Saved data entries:

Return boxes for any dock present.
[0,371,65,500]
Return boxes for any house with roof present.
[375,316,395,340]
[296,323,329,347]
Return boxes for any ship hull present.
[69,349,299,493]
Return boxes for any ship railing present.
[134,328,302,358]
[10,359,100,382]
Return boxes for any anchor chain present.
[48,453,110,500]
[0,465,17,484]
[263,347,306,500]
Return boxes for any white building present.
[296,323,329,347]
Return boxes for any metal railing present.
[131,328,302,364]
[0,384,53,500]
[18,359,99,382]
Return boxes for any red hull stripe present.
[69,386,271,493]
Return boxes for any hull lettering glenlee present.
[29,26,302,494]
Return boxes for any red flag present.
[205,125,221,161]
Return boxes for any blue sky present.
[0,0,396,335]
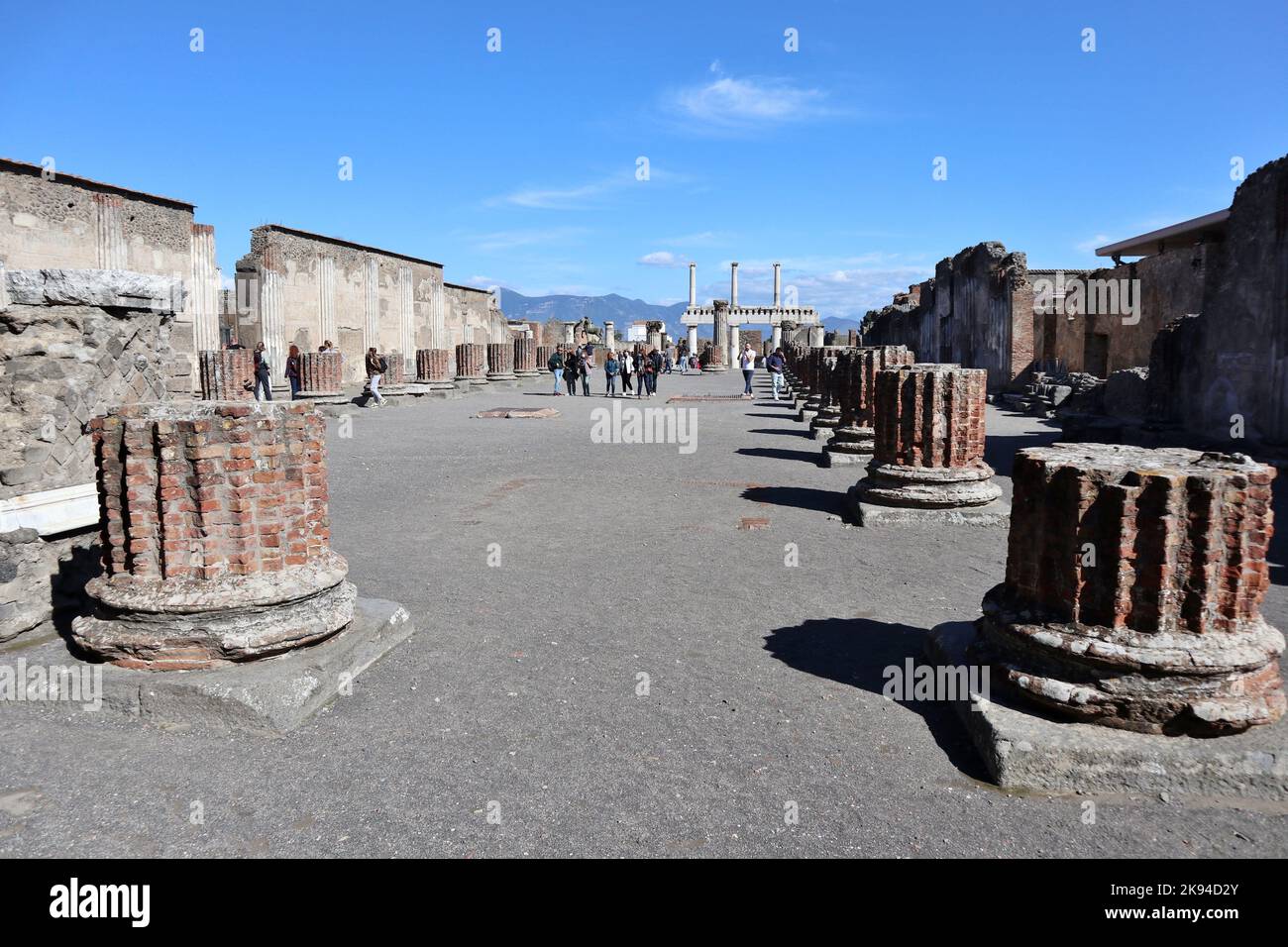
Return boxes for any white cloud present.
[666,68,842,133]
[465,227,590,253]
[636,250,690,269]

* REQUIREMENTS
Copy all of the rows above word for word, leaving the picture out.

* ANSWER TO THIS PROBLEM
Return boxes for any dock present.
[0,371,65,500]
Return boxes for any house with roof present.
[375,316,395,340]
[296,323,329,347]
Return boxes for any ship hull present.
[69,349,299,493]
Return boxes for any ship railing present.
[134,328,302,358]
[10,359,100,382]
Return boxes for any anchor chain present.
[48,453,110,500]
[0,465,17,484]
[263,347,306,500]
Return boxes for any white building present.
[296,323,329,347]
Return boxes for any metal railing present.
[131,328,302,364]
[0,384,53,500]
[18,359,99,382]
Return boxes for any red hull stripe present.
[69,386,271,493]
Return boxes for any hull lettering glenlee present.
[29,26,302,494]
Return boxes for any red flag present.
[205,125,221,161]
Return boxes for any blue sky present.
[0,0,396,335]
Return boxes for any white cloud present.
[666,68,842,133]
[465,227,590,253]
[636,250,690,269]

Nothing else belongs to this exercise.